_The exercise_
Copy out the material below with every "Marked points" switched to "Labeled points" and nothing else altered. Leave out the pictures.

════

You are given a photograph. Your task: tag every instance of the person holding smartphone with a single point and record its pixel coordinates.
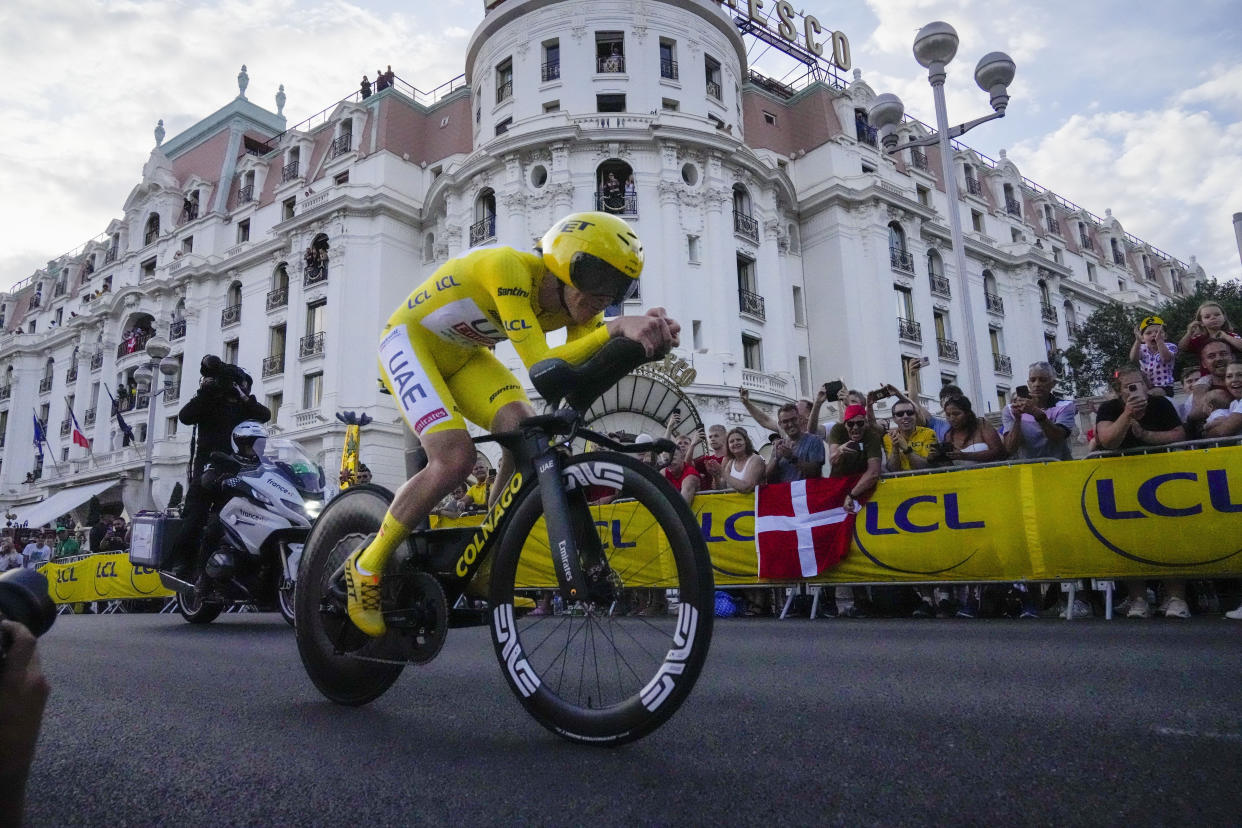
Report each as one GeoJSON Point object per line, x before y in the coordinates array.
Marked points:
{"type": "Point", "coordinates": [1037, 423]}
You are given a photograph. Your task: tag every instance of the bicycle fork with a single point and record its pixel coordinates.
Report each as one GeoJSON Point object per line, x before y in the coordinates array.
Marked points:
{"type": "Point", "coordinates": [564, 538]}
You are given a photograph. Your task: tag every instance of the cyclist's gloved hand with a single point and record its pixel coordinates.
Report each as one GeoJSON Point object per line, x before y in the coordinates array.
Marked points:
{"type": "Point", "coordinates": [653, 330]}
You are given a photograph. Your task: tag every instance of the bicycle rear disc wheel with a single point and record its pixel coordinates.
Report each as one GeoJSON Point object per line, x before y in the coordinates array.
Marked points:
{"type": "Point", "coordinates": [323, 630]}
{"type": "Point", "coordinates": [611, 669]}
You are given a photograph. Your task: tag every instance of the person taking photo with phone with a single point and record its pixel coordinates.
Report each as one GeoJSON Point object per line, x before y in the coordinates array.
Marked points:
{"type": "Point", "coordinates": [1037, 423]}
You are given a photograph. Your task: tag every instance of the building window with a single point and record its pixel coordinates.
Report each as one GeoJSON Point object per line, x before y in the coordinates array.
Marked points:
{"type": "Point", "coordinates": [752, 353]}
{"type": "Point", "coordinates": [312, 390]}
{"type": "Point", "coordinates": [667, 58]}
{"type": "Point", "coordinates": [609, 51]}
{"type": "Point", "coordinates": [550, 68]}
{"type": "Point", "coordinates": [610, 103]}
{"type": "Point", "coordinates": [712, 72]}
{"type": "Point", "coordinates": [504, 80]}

════

_Answer_
You are given a photograph. Your task: tag every instance of the person holding smartphone with a single point and record its pixel coordinates.
Report each as one GeoJSON Point object per line, x before y in the coordinates array.
Labeled points:
{"type": "Point", "coordinates": [1037, 423]}
You are given a photograph. Your task: tag every instance of the bicycle fork with a single point and record its pixel coordinates.
Report each as one GeoJSON Point object per line, x before y in the coordinates array.
Labeled points:
{"type": "Point", "coordinates": [564, 538]}
You are given a photograph. Your task: tag every instance of the cyclist's gloved hand with a single point and record its pixel coordinates.
Report each as one GeoJSON Point object per line, x before y in the coordinates array.
Labeled points:
{"type": "Point", "coordinates": [653, 330]}
You are given a photograph. Your task: tag every instance of the bicycle rear disc wheel with a single point and record its pixel coordinates.
Report each as one GeoJSON Point object per line, x before y in the coordinates array.
Labeled points:
{"type": "Point", "coordinates": [323, 630]}
{"type": "Point", "coordinates": [611, 669]}
You are given a photograph. Your task: tag every instance of the person taking photo with phone with a single point and record its pixel coordinates.
Report each as one GeoJSON Point object per line, x before y in the coordinates array.
Labeled points:
{"type": "Point", "coordinates": [1037, 423]}
You are given a photograph. Your task: tag every instance of the building window with a single point and record its pixel coordinates.
Report each as one GeoJSON Point object per line, x before y in the coordinates array.
Labeled points:
{"type": "Point", "coordinates": [752, 353]}
{"type": "Point", "coordinates": [312, 390]}
{"type": "Point", "coordinates": [667, 58]}
{"type": "Point", "coordinates": [609, 51]}
{"type": "Point", "coordinates": [550, 68]}
{"type": "Point", "coordinates": [610, 103]}
{"type": "Point", "coordinates": [712, 72]}
{"type": "Point", "coordinates": [504, 80]}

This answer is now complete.